++++ Text excerpt

This study offers many possible avenues for future investigations into the topic of vanishing journals. From a bibliometric perspective, for example, a worthwhile topic would be how often articles from vanished journals have been and continue to be cited. Our dataset can also be used as a starting point for analyzing these journals in greater detail. Such studies could focus on what was outside the scope for this study, such as inclusion in common indexes, citation-based metrics, or potential inclusion on lists flagging journals suspected of unethical publishing practices. Moreover, future studies could draw on different data sources and in particular regional indexes, such as African Journals Online, Catálogo Latindex, or J-Stage, to detect vanished journals that might not have been indexed in the databases we used for this study (cf. Rozemblum, 2014). Researchers could also explore how to improve the monitoring of the journal landscape and detecting changes in publishing activity (e.g., inactivity or inaccessibility). This study highlights some of the consequences of the deficiencies of the current bibliometric data environment, such as inactive or vanished journals that are often delisted or removed without maintaining records of their prior existence. Bibliometric research would benefit from improved longitudinal records that follow a standardized format and track the journals' publication model and activity changes. These insights could aid the maintenance of bibliographic databases. From a sustainability perspective, surveys or interviews with editors and publishers could shed light on what causes journals to disappear and how to prevent it. Finally, the phenomenon of vanishing journals is not limited to OA but also affects digital-only subscription journals; research in this direction would also be fruitful.

++++++++

§ **Questions to answer**:
1: Condense the paragraph of the passage on vanishing journals that begins "This study offers many possible avenues" into a bulleted list of the future research directions it proposes.
2: Supply the next part of the passage on vanishing journals, starting after its final sentence.

++++ Data supplied

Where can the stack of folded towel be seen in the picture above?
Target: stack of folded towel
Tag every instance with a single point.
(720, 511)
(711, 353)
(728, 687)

++++++++

§ **Answers by item number**:
1:
- Bibliometric analysis of how often articles from vanished journals have been and continue to be cited.
- Using the study's dataset to analyze the journals in more detail, including matters outside the study's scope: inclusion in common indexes, citation-based metrics, and possible listing as journals suspected of unethical publishing practices.
- Drawing on other data sources, especially regional indexes such as African Journals Online, Catálogo Latindex, or J-Stage, to detect vanished journals missing from the databases used (cf. Rozemblum, 2014).
- Improving the monitoring of the journal landscape and the detection of changes in publishing activity, such as inactivity or inaccessibility.
- Building better longitudinal records in a standardized format that track journals' publication model and activity changes. Current databases often delist or remove inactive or vanished journals without keeping records of their prior existence, and such records could aid the maintenance of bibliographic databases.
- Surveying or interviewing editors and publishers to learn what causes journals to disappear and how to prevent it.
- Studying vanishing digital-only subscription journals, since the phenomenon is not limited to OA.

2:
Finally, we want to highlight two exceptional preservation initiatives without which our work would not have been possible. The Internet Archive and especially the Wayback Machine have proven to be invaluable resources for this research project since following the traces of vanished journals would have been much more uncertain and imprecise otherwise. In some cases, the Internet Archive also saves cached snapshots of individual articles, so they remain accessible, yet the snapshots do not necessarily amount to complete journal volumes (Ainsworth, Nelson, & Van de Sompel, 2015). Furthermore, our project greatly benefited from the work of the Keepers, which was at the brink of shutting down in 2019 due to limited financial resources. If discontinued, this would be detrimental since the Keepers is the only service monitoring preservation arrangements. Fortunately, the ISSN International Centre has since adopted the initiative ensuring continued access.

As we have highlighted throughout the discussion, open is not forever, and so we close with a note on the urgent need for collaborative action in preserving digital resources and preventing the loss of more scholarly knowledge.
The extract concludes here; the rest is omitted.